Your assignment: Bring together all lines from the listing below that contain the string "frame".

Dataset content:

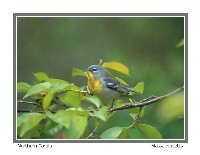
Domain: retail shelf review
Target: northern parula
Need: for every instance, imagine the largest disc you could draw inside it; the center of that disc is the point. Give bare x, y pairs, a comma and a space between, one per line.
104, 85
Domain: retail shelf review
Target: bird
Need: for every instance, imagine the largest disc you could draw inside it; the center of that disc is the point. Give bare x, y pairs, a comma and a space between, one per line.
104, 85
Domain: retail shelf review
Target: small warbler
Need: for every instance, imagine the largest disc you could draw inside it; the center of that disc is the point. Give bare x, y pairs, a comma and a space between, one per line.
104, 85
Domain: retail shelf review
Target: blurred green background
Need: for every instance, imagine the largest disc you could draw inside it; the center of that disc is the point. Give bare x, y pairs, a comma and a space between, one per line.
146, 45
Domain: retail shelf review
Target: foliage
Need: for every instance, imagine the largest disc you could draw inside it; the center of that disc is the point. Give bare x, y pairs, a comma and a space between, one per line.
65, 110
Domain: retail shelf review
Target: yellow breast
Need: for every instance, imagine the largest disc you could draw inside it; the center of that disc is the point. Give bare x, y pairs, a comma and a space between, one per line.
94, 85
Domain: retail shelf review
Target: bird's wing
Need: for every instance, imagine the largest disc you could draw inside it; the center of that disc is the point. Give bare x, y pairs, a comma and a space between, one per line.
116, 85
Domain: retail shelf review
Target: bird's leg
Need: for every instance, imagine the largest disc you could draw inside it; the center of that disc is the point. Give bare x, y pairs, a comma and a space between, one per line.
149, 98
112, 104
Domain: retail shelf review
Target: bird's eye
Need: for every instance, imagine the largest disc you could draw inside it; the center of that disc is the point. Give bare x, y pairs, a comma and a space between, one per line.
94, 69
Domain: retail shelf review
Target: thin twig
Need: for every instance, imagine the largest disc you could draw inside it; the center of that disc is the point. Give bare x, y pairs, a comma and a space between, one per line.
94, 131
144, 103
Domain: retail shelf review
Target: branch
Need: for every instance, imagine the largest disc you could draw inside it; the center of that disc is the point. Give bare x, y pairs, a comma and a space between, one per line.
145, 102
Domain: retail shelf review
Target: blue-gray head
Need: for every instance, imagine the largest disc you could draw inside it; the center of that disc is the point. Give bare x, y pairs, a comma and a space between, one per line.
97, 71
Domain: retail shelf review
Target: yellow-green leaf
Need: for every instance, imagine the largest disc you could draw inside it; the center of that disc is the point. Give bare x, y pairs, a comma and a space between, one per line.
23, 87
47, 100
78, 72
181, 43
121, 81
102, 113
112, 133
149, 132
139, 87
38, 88
116, 66
92, 99
71, 98
28, 121
41, 77
76, 128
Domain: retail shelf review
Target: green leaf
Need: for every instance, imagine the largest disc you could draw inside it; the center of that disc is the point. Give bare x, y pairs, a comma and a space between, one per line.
57, 81
71, 98
125, 133
121, 81
47, 101
134, 133
116, 66
139, 87
149, 132
77, 111
134, 111
51, 128
112, 133
61, 117
41, 77
37, 89
133, 115
170, 108
58, 87
102, 113
78, 72
23, 87
92, 99
76, 128
28, 121
181, 43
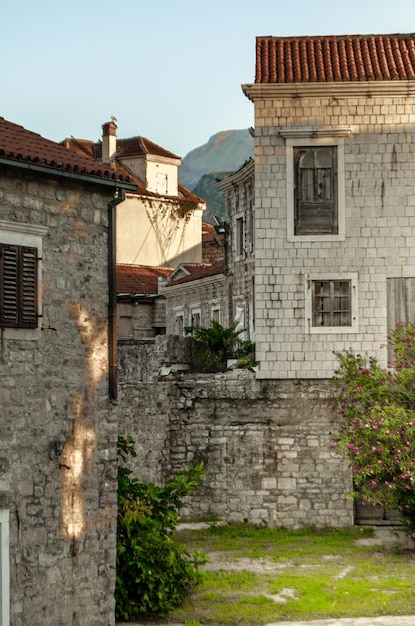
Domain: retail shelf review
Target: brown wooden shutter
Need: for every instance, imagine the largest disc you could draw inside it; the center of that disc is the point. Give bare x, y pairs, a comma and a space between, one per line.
28, 287
18, 286
9, 290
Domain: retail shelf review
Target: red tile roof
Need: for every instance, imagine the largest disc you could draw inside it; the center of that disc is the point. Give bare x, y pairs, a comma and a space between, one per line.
132, 146
335, 58
209, 234
135, 146
139, 279
198, 271
19, 144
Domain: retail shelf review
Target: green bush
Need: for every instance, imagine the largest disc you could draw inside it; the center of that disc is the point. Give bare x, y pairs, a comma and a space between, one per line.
377, 432
154, 572
216, 344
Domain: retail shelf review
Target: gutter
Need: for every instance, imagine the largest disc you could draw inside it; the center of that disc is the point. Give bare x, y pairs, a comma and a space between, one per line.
112, 287
59, 173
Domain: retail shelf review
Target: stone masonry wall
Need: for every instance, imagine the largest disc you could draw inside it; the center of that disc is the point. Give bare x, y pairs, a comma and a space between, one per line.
379, 173
62, 509
266, 445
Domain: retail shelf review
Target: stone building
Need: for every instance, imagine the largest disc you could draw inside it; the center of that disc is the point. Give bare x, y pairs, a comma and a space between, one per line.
160, 223
334, 198
239, 189
141, 309
58, 428
196, 294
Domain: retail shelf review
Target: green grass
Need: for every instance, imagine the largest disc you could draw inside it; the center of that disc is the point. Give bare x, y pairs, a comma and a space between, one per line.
321, 574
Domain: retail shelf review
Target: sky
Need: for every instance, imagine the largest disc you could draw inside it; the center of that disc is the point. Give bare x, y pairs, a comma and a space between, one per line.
168, 70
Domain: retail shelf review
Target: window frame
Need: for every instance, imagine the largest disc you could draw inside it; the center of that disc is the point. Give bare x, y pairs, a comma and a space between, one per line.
313, 138
195, 315
310, 279
304, 207
239, 245
25, 235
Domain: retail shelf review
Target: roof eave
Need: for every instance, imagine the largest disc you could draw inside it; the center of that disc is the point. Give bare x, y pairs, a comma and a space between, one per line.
68, 174
334, 89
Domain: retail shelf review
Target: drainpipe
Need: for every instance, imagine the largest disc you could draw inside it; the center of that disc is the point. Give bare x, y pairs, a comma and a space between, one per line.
112, 286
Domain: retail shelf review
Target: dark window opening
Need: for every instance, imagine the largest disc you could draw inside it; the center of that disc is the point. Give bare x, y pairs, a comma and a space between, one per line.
315, 197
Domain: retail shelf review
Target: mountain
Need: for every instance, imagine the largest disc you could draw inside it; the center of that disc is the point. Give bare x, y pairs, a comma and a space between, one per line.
224, 152
215, 199
222, 155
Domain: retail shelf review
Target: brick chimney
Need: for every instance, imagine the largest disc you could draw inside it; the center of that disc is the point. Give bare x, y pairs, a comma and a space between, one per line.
109, 141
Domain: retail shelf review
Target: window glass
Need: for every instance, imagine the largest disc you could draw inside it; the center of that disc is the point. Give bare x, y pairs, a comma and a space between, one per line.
332, 303
315, 190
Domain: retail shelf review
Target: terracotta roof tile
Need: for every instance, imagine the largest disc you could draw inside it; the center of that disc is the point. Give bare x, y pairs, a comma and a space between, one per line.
133, 146
209, 234
139, 279
335, 58
198, 271
136, 146
19, 144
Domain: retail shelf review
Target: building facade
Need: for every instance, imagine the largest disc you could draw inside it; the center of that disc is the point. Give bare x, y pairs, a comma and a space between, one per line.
160, 223
58, 459
239, 189
334, 198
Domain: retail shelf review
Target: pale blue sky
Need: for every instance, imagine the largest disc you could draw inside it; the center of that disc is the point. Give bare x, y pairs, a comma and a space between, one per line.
168, 70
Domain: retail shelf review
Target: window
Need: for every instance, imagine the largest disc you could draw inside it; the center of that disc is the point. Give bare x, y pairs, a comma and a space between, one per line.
331, 303
179, 326
161, 183
239, 236
315, 183
400, 293
195, 319
18, 286
20, 279
215, 315
315, 196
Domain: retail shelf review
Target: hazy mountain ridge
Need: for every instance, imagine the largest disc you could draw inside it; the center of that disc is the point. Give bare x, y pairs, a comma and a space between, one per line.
223, 154
225, 151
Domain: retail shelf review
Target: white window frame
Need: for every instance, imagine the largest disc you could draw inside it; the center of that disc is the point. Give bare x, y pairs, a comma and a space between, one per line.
324, 330
179, 314
21, 234
215, 307
240, 234
196, 311
5, 567
308, 138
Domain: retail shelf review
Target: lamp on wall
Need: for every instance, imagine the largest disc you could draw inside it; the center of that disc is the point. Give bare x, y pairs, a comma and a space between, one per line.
57, 446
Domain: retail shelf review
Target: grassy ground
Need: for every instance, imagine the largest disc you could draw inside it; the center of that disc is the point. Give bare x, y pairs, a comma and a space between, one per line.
259, 575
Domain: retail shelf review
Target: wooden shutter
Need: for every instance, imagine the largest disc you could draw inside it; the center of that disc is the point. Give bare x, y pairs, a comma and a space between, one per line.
18, 286
315, 196
28, 287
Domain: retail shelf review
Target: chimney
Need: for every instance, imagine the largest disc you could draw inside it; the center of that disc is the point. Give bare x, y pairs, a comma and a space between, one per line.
109, 141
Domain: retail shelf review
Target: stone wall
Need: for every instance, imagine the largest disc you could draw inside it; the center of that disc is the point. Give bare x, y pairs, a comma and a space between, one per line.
377, 171
55, 385
266, 445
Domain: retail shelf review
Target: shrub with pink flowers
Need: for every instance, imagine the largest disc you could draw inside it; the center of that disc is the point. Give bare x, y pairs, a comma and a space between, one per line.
377, 430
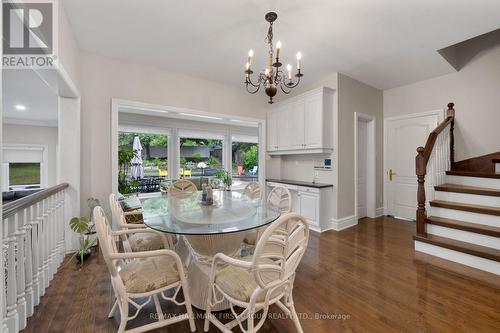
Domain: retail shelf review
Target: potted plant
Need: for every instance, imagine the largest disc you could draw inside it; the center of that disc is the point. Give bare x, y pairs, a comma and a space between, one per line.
84, 226
225, 177
125, 186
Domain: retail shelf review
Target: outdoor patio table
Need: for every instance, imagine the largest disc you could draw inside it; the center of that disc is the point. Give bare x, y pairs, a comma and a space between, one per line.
206, 230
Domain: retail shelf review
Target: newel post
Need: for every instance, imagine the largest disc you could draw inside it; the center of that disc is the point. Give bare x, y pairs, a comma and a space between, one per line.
421, 170
451, 113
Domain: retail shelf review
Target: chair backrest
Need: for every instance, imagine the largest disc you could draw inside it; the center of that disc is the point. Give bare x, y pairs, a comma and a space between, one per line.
117, 211
252, 190
182, 186
280, 198
106, 241
279, 250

Reply:
Target: window frame
Target: white window frame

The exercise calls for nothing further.